Directives »
**a)** Please list each fact the opening post of the hedgehog quilling thread states about Bramble, leaving out the poster's feelings and guesses.
**b)** Resume the hedgehog quilling thread from the point where it stops.

Source extract »
________________

# My baby is quilling...HELP!



## tayannmarie97 (Mar 17, 2013)

Hey guys!
I recently got my very first baby on the 3rd and he's everything I could've wanted and more!! I LOVE the life of being a Hedgie mom  
As I'm new to this, I need some advice from ya'll... Bramble (my hedgie) is 9 weeks old and just started quilling about a week ago so he's very grumpy and irritable.. I know this is very common from what I've read and I'm just wanting ideas on how to help him cope with it as I'm sure it's very painful for him to have those pokey, sharp quills pushing through his sensitive baby skin. I feel so bad for my little baby and I don't know what I can do to help. I gave him a bath on saturday with olive oil to try and help him but I'm not sure if I can do much more than that especially since I don't know what else I can do. 
If anyone has ideas, I WILL LOVE YOU FOREVER!!!!
Thanks guys!


----------



## GoodandPlenty (Feb 4, 2012)

________________

Point annotation records
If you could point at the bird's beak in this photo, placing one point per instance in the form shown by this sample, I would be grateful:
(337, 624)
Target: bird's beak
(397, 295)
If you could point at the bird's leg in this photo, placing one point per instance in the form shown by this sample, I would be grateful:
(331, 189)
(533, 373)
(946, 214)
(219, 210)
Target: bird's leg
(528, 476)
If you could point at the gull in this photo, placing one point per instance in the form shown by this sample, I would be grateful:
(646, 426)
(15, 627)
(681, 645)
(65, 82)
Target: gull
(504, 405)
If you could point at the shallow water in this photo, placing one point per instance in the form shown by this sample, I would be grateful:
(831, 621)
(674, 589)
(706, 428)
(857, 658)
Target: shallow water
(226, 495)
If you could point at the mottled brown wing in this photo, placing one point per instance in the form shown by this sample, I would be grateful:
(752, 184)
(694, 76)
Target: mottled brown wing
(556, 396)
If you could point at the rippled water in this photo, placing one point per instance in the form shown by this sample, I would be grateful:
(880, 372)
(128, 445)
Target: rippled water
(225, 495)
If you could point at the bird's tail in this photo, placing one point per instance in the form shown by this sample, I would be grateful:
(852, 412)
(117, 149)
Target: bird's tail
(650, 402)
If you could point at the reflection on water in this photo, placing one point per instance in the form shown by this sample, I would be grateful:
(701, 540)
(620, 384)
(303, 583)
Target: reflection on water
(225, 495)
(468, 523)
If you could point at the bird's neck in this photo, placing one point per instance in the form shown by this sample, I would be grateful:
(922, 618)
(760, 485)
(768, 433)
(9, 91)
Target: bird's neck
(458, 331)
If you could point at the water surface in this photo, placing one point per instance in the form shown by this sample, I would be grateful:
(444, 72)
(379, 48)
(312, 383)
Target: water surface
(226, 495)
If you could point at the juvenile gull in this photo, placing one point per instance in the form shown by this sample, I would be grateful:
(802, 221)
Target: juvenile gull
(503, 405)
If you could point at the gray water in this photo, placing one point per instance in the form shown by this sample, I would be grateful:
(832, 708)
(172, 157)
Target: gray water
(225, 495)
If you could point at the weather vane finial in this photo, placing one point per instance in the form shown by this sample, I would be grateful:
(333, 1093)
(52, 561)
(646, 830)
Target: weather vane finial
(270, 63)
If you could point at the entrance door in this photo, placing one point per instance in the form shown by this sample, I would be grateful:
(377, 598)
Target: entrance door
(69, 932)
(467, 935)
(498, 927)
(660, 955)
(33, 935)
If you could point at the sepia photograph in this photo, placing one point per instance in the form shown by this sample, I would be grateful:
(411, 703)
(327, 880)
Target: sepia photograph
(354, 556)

________________

Answers given »
**a)**
- Bramble is the poster's hedgehog and first baby.
- The poster got him on the 3rd.
- He is 9 weeks old.
- He started quilling about a week ago.
- He is very grumpy and irritable.
- He had a bath with olive oil on Saturday.

**b)**
To a large degree, there is not much you can do except to be kind and supportive. I was lucky and quilling didn't seem to bother Sophie at all. She was dropping baby quills for weeks and lots of adult quills were growing in. If your hedgie isn't so lucky, you should continue to get him out every day; continue to have together time like usual. You might not be able to hold him directly or pet him, but continuing to spend time with him every day counts for a lot. Don't draw back on the TLC; just adapt it a bit. A bit of olive oil in the bath is good. Oatmeal is good also; put some in a fine mesh bag. It is a natural emollient.


----------



## tayannmarie97 (Mar 17, 2013)

Okay, thank you! I've been taking him out every day and letting him explore (under severe supervision). I've also mixed a little olive oil in his food as I heard it helps.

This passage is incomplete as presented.